[Image object location entries]
▼

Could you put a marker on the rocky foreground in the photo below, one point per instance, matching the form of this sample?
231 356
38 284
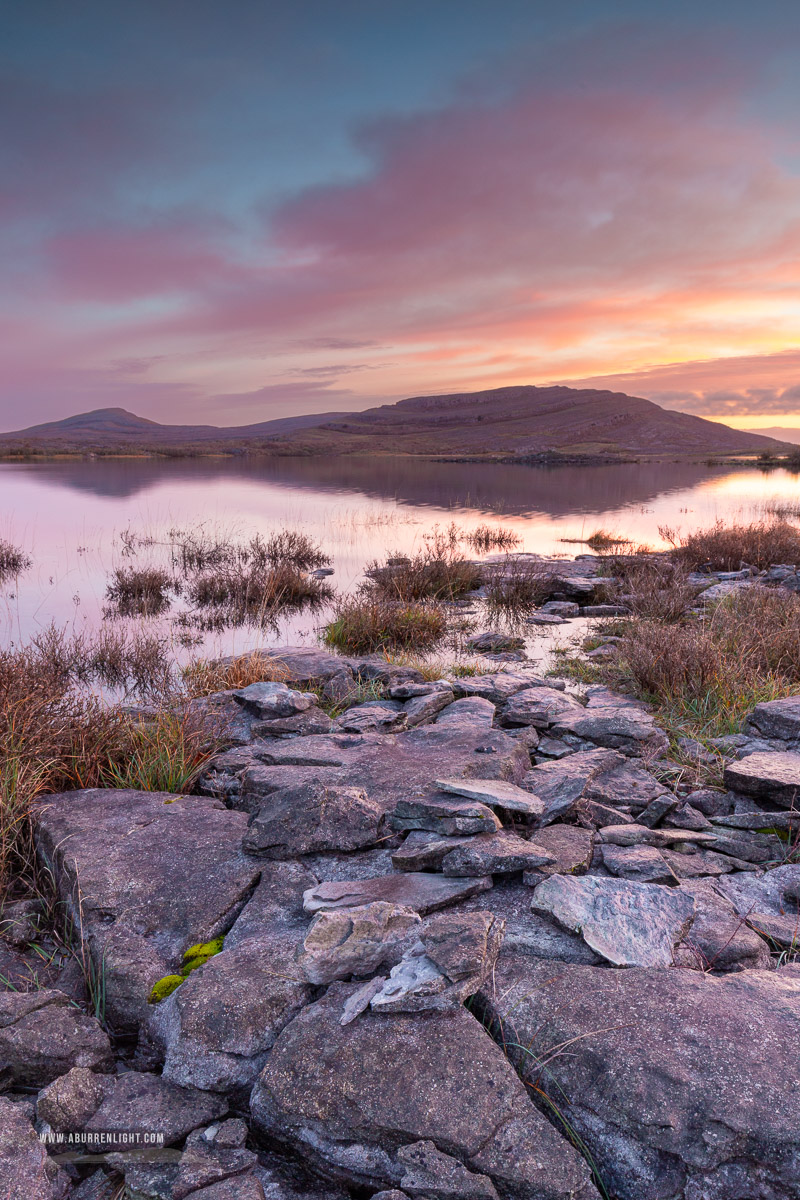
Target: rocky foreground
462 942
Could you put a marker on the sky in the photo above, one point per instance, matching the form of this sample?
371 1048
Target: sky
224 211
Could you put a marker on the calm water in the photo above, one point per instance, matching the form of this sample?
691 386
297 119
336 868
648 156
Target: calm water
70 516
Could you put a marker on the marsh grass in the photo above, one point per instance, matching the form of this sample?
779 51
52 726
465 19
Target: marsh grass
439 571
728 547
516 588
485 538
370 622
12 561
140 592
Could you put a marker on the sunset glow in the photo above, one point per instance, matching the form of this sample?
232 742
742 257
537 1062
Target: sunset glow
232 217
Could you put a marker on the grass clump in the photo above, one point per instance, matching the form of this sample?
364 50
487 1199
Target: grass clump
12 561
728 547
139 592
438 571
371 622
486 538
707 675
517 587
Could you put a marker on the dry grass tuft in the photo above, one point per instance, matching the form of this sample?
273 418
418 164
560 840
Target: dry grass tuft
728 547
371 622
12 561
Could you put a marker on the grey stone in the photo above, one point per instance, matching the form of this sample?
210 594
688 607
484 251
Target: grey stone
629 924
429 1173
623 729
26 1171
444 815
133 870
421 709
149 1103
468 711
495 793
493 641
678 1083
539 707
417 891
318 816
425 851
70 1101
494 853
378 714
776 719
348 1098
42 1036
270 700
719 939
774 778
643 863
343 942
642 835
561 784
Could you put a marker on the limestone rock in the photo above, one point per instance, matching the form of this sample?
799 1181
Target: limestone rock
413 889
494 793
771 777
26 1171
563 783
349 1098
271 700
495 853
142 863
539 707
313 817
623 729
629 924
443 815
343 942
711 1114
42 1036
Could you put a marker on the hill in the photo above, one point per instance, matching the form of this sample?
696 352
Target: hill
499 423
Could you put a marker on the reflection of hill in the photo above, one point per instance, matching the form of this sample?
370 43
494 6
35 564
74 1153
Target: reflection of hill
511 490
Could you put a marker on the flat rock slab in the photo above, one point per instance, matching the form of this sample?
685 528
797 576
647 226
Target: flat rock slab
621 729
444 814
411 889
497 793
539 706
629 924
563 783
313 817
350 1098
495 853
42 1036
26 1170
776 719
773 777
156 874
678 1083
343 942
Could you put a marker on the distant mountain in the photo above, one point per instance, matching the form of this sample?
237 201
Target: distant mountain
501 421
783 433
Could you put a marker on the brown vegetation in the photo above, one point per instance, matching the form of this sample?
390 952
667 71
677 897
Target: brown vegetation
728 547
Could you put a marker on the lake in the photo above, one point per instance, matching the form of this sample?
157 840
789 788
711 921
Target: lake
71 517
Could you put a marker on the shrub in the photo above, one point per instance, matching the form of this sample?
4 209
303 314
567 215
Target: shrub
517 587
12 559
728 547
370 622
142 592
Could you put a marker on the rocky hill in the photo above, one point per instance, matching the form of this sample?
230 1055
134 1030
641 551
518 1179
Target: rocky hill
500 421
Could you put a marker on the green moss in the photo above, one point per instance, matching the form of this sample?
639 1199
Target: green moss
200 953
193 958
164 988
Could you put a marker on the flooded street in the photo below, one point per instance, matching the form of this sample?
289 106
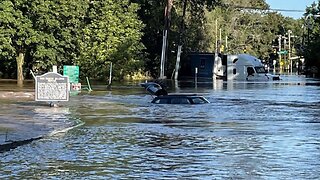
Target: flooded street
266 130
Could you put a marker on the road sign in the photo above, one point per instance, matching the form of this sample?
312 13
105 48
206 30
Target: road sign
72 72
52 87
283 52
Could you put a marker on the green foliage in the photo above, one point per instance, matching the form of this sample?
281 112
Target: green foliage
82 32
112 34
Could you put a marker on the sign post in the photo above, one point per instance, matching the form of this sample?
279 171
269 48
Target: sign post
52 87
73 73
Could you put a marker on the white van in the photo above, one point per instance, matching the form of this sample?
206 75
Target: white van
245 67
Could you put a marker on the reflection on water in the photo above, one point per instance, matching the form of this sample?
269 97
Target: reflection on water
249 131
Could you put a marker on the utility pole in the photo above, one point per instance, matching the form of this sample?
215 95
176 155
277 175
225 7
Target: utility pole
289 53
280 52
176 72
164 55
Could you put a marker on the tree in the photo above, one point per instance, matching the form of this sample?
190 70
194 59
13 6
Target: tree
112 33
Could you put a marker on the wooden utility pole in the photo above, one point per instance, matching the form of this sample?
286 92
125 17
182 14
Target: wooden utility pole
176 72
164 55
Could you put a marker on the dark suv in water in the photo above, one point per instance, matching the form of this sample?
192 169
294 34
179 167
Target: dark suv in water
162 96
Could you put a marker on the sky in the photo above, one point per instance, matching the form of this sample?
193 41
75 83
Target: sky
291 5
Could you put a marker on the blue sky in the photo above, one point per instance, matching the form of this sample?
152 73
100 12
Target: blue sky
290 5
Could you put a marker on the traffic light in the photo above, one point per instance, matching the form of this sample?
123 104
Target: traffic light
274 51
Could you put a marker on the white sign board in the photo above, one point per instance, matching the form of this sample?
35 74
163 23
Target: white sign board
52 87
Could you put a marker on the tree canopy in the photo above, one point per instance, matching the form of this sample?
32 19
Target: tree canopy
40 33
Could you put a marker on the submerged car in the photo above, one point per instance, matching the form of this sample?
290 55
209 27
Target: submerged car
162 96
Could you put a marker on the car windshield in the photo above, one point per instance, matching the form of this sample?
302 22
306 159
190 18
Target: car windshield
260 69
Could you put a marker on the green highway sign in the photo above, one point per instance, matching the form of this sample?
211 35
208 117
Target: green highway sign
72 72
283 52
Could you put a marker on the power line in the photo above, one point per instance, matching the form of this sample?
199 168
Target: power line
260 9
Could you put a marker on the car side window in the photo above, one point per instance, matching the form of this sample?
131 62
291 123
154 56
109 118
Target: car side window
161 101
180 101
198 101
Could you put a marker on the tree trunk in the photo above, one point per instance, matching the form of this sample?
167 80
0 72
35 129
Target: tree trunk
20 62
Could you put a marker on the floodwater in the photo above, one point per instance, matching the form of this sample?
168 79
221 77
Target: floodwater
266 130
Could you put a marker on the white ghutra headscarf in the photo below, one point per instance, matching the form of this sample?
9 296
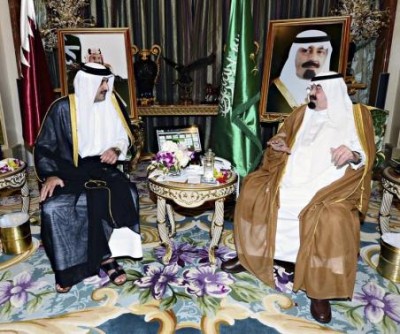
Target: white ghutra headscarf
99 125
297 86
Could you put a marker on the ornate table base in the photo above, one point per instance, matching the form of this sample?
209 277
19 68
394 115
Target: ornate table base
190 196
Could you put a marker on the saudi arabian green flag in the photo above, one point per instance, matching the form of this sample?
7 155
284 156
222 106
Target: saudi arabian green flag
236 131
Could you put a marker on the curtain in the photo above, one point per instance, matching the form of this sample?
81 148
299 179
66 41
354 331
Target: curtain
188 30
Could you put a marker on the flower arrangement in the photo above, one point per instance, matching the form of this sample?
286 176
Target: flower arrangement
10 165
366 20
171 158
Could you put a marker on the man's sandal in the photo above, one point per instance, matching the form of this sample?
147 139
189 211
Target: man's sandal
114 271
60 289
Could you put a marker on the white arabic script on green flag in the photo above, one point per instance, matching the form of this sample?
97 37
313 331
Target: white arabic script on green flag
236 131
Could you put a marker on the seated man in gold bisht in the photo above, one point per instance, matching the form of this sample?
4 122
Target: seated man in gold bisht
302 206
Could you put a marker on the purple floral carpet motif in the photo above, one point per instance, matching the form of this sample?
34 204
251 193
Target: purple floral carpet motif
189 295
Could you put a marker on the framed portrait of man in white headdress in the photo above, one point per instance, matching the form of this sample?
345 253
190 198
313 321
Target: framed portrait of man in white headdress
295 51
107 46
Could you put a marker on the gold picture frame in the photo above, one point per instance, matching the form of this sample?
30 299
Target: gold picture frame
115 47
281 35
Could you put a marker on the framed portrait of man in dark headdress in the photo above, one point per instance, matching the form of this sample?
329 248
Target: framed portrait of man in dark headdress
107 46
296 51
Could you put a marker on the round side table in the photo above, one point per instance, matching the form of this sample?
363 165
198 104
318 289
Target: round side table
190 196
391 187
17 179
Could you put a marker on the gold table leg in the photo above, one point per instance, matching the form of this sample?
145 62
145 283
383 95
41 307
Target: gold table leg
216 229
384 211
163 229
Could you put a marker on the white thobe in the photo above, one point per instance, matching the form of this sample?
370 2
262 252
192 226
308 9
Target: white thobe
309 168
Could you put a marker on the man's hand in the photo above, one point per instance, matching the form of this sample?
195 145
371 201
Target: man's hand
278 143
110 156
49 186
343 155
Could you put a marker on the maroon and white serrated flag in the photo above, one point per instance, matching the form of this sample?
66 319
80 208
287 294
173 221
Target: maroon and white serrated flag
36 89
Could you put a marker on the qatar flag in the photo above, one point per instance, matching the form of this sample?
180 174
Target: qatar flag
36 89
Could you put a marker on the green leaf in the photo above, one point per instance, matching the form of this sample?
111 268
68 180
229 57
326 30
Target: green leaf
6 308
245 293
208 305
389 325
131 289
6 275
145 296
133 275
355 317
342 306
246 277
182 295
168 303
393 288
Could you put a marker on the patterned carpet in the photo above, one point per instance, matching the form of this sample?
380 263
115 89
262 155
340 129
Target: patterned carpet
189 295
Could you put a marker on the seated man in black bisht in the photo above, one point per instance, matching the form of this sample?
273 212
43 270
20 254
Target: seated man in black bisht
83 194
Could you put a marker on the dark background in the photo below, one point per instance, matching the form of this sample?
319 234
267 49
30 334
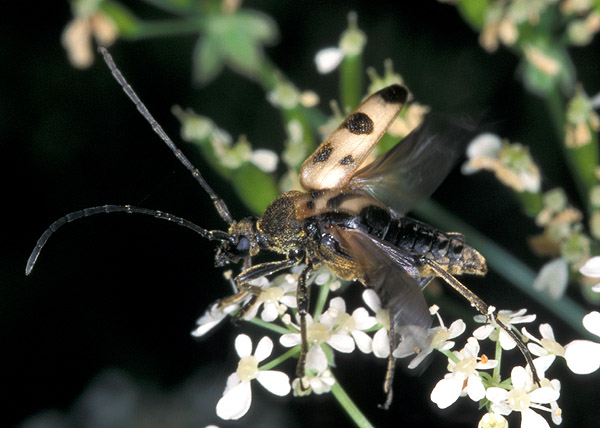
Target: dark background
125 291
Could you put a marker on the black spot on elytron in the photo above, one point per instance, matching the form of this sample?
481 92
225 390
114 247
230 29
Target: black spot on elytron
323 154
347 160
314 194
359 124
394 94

▲

Everything from the line with "Could you put a marker on the patterned" through the end of the records above, and nothing else, is to be quoted exactly; please leave the pictures out.

* _Solution_
Could you put a marker on the patterned carpet in the photo above, one point per instance, matching the form of this sample?
380 263
115 89
262 155
340 129
Target: patterned carpet
189 295
Could you put a marker on the seated man in black bisht in the photo above, one point per instance, matching the form of this sample?
273 212
43 270
20 254
Target: seated man in black bisht
83 194
Could you put a marker on the dark background in the photo below, one point per instance, matching the form of this sample?
319 234
267 49
30 334
Target: dark background
125 291
Could you put a marker on the black spot on elytron in the photo above, one point per instance, matching the form of this sample?
481 92
225 390
114 247
230 29
Target: black spot on elytron
323 154
347 160
314 194
359 124
394 94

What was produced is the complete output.